• [Aim]
Locate each line in the material below that contains the string "water", matching case exactly, and copy every such line in full.
──────── Data supplied ────────
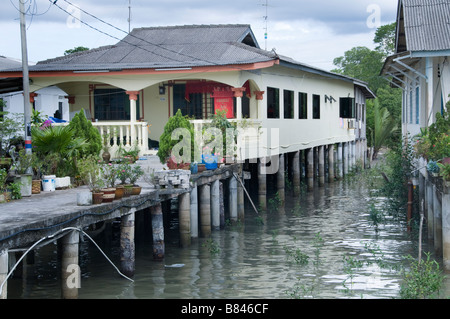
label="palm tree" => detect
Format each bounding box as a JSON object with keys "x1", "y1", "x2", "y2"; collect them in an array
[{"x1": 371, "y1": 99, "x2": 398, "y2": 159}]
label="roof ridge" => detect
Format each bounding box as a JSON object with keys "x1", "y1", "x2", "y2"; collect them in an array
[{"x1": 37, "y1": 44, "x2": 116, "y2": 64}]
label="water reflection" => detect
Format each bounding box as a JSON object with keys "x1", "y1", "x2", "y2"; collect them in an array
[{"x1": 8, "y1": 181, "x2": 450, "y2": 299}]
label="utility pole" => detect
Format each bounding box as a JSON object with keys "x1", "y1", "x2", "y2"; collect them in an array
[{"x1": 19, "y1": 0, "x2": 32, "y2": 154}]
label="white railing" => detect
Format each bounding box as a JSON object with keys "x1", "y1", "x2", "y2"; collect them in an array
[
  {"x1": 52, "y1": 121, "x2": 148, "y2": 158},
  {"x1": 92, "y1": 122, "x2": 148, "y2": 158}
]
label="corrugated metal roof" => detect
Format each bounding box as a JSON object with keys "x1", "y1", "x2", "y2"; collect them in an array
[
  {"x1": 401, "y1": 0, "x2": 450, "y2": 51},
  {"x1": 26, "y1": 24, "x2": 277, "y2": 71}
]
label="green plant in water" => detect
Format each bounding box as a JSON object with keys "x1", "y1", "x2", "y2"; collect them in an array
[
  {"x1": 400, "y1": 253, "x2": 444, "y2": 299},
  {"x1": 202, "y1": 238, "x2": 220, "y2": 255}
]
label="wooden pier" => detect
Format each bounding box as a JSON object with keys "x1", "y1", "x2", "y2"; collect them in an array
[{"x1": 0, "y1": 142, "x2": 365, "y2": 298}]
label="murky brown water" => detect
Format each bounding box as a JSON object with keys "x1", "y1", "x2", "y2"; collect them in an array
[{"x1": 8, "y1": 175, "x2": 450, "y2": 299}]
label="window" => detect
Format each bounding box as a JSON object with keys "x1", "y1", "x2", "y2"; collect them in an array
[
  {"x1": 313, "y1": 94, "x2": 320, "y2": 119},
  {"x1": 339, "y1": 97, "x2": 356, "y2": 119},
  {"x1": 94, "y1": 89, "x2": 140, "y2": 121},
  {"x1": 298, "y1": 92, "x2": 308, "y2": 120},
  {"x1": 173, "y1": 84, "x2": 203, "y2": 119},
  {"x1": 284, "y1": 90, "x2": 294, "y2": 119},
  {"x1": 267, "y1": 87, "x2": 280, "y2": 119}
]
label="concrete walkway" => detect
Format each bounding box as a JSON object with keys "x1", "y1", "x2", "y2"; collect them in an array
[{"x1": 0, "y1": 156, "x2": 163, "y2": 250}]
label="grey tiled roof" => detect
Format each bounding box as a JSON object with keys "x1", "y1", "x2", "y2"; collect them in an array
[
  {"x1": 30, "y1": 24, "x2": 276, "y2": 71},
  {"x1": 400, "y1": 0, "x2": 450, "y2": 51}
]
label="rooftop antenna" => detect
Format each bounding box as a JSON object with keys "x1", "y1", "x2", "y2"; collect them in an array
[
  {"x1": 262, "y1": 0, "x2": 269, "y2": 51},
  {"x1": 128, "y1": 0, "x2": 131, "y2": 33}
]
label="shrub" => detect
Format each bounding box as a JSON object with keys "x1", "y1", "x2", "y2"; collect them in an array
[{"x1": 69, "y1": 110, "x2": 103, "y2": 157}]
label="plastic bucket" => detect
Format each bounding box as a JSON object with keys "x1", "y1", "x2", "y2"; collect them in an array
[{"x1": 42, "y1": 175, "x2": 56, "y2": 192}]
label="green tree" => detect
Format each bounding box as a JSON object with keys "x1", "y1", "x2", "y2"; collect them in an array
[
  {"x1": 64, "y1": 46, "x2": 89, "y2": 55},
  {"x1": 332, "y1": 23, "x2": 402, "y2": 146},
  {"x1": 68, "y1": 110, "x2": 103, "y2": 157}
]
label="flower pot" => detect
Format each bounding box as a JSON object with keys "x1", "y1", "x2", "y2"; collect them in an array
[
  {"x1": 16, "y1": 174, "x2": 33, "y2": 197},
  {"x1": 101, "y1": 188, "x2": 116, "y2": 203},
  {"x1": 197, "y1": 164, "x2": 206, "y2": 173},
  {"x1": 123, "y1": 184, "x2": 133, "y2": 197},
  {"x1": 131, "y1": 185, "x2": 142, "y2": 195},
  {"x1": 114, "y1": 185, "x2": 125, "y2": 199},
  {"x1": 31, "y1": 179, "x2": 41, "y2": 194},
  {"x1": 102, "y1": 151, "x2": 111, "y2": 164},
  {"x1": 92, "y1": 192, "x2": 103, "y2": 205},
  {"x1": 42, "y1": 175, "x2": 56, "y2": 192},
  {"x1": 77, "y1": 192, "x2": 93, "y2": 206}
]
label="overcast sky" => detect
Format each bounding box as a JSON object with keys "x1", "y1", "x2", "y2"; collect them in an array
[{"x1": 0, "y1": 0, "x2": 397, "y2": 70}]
────────
• [Complete answer]
label="water reflection" => detect
label="green plant in water" => detect
label="murky brown water" => detect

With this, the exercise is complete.